• **Task details**:
Reply only with how many lines of the listing below hold the word "hair".
::::
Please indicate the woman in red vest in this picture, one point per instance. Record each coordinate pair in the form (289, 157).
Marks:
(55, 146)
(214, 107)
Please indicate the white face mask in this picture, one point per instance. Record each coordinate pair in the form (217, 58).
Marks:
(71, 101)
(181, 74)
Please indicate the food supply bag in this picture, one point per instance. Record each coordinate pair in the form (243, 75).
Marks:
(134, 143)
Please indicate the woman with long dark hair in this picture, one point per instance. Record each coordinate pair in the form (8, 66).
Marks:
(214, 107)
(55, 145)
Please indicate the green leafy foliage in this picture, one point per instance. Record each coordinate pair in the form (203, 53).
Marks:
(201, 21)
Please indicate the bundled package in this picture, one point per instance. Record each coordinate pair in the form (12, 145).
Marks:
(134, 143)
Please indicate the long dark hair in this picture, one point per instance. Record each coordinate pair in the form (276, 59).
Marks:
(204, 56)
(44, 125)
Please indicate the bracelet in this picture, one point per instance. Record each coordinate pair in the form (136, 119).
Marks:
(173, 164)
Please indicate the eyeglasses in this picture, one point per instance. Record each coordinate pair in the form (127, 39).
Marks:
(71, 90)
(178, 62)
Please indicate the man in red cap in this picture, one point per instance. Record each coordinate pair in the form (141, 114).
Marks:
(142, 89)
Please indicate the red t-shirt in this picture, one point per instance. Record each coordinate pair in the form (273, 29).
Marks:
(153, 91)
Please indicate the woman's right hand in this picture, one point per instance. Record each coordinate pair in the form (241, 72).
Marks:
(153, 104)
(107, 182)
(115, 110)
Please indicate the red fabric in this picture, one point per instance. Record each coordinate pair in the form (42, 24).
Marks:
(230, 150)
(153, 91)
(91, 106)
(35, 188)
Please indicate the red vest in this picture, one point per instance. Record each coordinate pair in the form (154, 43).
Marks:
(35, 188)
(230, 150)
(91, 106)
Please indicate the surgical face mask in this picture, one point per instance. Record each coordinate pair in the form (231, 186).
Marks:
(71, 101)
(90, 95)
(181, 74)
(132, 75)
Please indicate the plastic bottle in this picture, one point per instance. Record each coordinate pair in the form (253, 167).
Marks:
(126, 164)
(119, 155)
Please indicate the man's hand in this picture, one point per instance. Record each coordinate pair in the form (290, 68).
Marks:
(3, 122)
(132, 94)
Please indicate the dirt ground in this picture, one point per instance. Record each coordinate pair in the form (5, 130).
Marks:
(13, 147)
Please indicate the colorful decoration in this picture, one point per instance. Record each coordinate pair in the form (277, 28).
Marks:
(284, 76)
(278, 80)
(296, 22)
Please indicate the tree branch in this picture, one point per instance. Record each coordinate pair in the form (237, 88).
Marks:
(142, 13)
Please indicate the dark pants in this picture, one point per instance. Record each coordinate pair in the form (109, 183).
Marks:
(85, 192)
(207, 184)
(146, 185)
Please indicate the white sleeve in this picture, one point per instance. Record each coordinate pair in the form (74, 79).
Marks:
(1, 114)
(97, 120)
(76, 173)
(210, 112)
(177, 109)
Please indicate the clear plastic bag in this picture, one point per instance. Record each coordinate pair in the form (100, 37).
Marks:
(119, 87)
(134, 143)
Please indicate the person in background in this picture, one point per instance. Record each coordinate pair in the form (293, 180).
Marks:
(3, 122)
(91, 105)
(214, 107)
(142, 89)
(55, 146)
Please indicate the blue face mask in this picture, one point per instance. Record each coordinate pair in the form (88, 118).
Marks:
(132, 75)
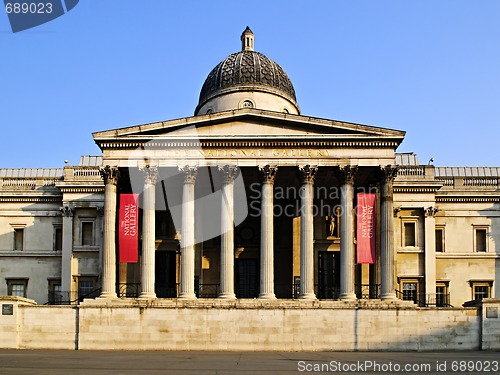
::::
• **Your response**:
2